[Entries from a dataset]
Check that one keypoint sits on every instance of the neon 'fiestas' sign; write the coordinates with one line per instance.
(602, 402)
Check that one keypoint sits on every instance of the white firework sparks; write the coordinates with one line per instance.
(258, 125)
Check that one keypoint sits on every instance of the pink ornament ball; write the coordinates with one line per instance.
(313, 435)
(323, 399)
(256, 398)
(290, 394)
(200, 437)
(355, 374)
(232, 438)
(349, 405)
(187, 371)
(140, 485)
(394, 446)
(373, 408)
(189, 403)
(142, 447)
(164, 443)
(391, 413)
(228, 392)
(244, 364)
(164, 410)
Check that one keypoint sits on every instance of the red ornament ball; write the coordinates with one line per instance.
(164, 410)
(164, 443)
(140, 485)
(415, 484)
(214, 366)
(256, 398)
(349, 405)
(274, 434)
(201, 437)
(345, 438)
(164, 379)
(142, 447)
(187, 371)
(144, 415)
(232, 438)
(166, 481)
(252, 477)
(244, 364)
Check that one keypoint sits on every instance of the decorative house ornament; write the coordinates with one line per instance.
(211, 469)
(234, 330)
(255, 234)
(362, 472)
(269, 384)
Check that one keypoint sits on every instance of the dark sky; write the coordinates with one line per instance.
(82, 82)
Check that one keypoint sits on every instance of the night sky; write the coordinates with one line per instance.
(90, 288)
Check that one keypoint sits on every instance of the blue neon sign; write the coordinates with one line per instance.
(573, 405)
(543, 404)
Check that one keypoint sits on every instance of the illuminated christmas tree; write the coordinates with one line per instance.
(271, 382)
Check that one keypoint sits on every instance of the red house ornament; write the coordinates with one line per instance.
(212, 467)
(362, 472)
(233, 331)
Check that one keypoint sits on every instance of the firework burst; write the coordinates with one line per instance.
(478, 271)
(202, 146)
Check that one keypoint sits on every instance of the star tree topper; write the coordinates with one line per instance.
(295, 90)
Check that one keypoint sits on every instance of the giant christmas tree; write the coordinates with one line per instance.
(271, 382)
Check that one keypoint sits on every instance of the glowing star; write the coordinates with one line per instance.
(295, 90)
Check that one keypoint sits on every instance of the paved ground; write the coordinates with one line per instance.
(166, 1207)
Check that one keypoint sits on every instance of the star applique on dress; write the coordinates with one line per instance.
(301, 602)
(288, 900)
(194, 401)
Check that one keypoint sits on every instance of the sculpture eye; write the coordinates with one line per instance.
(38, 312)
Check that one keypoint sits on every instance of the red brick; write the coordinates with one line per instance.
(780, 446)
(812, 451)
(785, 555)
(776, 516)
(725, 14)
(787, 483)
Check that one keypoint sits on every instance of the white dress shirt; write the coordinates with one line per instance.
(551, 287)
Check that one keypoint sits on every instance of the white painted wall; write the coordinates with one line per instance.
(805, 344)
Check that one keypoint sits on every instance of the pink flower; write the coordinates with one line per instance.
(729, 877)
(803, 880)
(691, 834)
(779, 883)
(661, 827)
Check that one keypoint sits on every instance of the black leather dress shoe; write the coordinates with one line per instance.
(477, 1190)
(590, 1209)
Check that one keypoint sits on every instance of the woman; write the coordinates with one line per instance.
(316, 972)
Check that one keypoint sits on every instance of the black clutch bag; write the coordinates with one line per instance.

- **Directive**: Please render the records from the line containing "the pink flower;" through the end of the records as a JSON list of strings, one string per line, with blank lines left out.

- **Result below**:
[
  "Check that one keypoint sits on every instance of the pink flower; write the coordinates with one line per instance.",
  "(729, 877)",
  "(803, 880)",
  "(691, 834)",
  "(779, 883)",
  "(661, 827)",
  "Check that one keypoint sits on every instance of the black leather dress shoe; write the coordinates with one line per instance.",
  "(477, 1190)",
  "(590, 1209)",
  "Check that one keypoint sits on every instance of the woman; write the coordinates with one line per instance.",
  "(316, 972)",
  "Check that one keypoint sits on every instance of the black clutch bag; write the coordinates with one line per instance."
]